YOUR OBJECTIVE: Repeat exactly the lines from the start of the material below up to and including the "pixel 19 209" line.
== MATERIAL SUPPLIED ==
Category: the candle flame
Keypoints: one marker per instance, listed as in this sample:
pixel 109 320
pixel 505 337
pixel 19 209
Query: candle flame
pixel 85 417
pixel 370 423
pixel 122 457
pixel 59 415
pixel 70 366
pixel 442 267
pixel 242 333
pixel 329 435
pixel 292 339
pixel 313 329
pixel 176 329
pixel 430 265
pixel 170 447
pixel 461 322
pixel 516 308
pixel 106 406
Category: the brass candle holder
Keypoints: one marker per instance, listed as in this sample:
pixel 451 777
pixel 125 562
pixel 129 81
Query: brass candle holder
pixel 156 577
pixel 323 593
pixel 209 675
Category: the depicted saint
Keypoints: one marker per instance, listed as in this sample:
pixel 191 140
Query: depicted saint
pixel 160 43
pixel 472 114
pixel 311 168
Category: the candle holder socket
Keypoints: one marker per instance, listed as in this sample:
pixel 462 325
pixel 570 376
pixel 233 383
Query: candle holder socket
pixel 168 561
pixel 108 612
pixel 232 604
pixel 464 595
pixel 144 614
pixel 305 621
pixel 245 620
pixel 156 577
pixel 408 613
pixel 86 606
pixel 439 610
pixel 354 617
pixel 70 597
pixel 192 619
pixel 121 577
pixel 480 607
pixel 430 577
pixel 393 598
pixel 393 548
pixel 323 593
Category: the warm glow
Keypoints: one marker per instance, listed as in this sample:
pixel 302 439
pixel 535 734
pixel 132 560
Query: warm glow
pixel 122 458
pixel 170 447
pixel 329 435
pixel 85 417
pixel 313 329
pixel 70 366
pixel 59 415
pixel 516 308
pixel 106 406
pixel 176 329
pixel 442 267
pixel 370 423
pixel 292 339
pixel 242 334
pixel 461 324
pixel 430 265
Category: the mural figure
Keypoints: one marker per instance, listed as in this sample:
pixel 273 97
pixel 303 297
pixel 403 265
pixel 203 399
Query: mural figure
===
RESULT:
Category: the candle flame
Keypoints: one marker per instance, listed as in this sample:
pixel 109 320
pixel 505 337
pixel 19 209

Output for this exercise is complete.